**TASK PROMPT**
Swap "retail-shelf audit" for "store-floor review" in the records between the lines holding "the patterned leggings." and "of the ponytail.", inclusive, and write out only those lines with nothing else changed.

════════

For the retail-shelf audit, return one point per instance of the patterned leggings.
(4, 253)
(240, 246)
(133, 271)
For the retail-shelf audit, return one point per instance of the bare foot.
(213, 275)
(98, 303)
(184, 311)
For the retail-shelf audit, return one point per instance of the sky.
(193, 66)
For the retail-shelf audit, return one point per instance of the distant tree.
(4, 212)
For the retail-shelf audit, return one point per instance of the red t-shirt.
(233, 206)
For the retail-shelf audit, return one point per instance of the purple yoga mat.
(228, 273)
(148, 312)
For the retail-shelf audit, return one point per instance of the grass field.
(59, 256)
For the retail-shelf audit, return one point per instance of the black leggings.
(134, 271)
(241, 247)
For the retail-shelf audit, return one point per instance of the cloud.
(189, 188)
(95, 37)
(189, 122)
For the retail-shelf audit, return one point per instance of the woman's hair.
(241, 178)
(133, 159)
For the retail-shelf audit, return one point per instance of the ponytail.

════════

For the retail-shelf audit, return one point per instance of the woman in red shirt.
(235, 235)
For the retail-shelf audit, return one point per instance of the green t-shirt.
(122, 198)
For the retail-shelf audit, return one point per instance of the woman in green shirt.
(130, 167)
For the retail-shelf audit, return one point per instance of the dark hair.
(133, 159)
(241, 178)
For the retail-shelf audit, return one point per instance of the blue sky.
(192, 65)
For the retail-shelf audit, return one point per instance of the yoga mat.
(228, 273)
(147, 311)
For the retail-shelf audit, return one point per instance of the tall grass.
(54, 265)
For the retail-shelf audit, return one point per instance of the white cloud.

════════

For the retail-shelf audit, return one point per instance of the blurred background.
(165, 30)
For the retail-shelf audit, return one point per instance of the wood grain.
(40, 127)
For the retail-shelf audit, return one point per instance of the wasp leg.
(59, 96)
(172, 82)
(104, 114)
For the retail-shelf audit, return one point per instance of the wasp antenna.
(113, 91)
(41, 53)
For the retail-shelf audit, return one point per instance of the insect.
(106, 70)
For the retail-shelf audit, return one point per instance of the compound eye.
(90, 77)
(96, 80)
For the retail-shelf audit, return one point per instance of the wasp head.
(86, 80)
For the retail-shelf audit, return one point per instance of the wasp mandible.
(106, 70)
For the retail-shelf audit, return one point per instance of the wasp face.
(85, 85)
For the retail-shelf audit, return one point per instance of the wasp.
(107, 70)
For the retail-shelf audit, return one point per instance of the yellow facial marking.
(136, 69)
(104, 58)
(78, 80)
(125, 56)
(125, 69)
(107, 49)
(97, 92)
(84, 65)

════════

**FINAL RESULT**
For the store-floor review, return one point per instance of the patterned leggings.
(4, 253)
(240, 246)
(133, 271)
For the store-floor review, return one point per instance of the bare foot.
(213, 275)
(98, 303)
(184, 311)
For the store-floor review, return one point per instance of the sky.
(193, 66)
For the store-floor review, return one point per instance of the distant tree.
(4, 212)
For the store-floor review, return one point per instance of the red t-shirt.
(233, 206)
For the store-floor review, return one point per instance of the purple yoga mat.
(228, 273)
(148, 312)
For the store-floor review, return one point per instance of the grass field.
(59, 256)
For the store-floor review, return one point per instance of the black leggings.
(134, 271)
(241, 247)
For the store-floor review, return one point per instance of the cloud.
(189, 188)
(95, 37)
(189, 122)
For the store-floor review, return one point per instance of the woman's hair.
(241, 178)
(133, 159)
For the store-floor review, return one point per instance of the ponytail.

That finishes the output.